(Materials provided Opens)

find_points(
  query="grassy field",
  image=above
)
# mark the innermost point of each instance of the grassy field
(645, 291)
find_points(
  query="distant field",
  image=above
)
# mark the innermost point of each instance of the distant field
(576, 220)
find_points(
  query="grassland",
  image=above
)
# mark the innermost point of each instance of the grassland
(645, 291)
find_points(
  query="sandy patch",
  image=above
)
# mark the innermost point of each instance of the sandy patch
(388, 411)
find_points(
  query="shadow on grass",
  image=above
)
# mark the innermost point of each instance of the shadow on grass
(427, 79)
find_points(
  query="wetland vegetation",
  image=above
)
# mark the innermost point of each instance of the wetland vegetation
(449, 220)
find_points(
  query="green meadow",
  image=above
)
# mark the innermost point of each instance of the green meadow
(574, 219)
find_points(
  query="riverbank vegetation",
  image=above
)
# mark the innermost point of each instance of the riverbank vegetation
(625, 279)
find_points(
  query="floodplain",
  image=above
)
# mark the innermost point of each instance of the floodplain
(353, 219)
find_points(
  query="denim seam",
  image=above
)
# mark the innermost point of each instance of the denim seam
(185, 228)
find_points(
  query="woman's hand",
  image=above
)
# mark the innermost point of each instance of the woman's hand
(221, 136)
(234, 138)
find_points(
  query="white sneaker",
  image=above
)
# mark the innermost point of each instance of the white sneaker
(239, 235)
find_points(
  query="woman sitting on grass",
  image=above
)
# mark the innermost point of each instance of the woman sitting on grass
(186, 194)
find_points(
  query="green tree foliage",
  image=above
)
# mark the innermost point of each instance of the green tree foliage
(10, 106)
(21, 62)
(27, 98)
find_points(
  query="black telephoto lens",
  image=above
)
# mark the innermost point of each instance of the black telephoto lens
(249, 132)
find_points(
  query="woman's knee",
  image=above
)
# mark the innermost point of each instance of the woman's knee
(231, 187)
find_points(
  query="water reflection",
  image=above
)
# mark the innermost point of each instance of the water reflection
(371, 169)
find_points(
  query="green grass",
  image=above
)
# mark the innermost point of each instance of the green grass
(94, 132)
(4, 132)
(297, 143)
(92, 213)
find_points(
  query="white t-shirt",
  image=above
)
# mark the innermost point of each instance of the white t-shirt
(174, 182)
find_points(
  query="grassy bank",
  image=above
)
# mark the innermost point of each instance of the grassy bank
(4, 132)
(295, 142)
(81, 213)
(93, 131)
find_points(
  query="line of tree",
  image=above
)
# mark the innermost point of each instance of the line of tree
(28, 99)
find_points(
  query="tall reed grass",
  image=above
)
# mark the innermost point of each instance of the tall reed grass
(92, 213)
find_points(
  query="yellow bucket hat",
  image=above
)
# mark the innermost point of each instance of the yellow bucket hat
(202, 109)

(Materials provided Closes)

* _Work request_: The records above need to be written out once more, exactly.

* _Result_:
find_points(
  query="grassy field",
  image=above
)
# mark the innermost point of each instance of the grassy field
(645, 291)
find_points(
  query="distant field",
  image=above
)
# mark the innermost point of each instance of the distant field
(576, 220)
find_points(
  query="grassland",
  image=above
)
# mark the innermost point of each instance of the grassland
(645, 291)
find_points(
  query="sandy patch",
  image=above
)
# mark the innermost point of each instance of the sandy patch
(388, 411)
find_points(
  query="shadow on grass",
  image=above
)
# mark the innermost point of each instance of the shadow on grass
(427, 79)
find_points(
  query="wetland vegetation",
  image=above
)
# mark the innermost point of each instance of the wetland vegetation
(449, 220)
find_points(
  query="green meadow",
  image=above
)
# mark the innermost point of each instance of the green meadow
(574, 219)
find_points(
  query="riverbank vegetation",
  image=above
)
# mark the innermost point of each instance of the riverbank vegetation
(625, 279)
find_points(
  query="floodplain",
  image=above
)
# mark the innermost point of each instance of the floodplain
(353, 219)
find_points(
  query="denim seam",
  image=above
)
# mark the innermost point of each instance of the denim seam
(185, 228)
find_points(
  query="woman's hand",
  image=above
)
# mark the innermost point of each instance of the woman's hand
(221, 136)
(234, 138)
find_points(
  query="white sneaker",
  image=above
)
# mark the innermost point of each instance of the white sneaker
(239, 235)
find_points(
  query="woman sitting on grass",
  image=above
)
# mark the innermost point of each instance of the woman sitting on grass
(186, 194)
find_points(
  query="green tree foliage",
  image=above
)
# mark the innermost point of each instance of the green tree foliage
(10, 106)
(21, 62)
(27, 98)
find_points(
  query="black telephoto lens",
  image=above
)
# mark the innermost point of each instance of the black telephoto lens
(249, 132)
find_points(
  query="woman's knee",
  image=above
)
# mark the innermost point of each instance of the woman's knee
(231, 187)
find_points(
  query="water reflection",
  image=above
)
# mark the innermost point of each instance of the water reflection
(371, 169)
find_points(
  query="green grass",
  image=above
)
# mark the innermost point of each instance of the green grass
(94, 132)
(4, 132)
(297, 143)
(92, 213)
find_points(
  query="white t-shirt",
  image=above
)
# mark the innermost point of each instance of the white t-shirt
(174, 182)
find_points(
  query="grassy bank",
  image=above
)
# mark the innermost point of each instance of the grassy bank
(4, 132)
(295, 142)
(81, 213)
(93, 131)
find_points(
  query="line of tree",
  image=above
)
# mark the innermost point of each instance of the line of tree
(28, 99)
find_points(
  query="tall reed grass",
  image=above
)
# mark the innermost point of each instance of the tall reed grass
(92, 213)
find_points(
  query="yellow bucket hat",
  image=above
)
# mark the innermost point of each instance of the yellow bucket hat
(202, 109)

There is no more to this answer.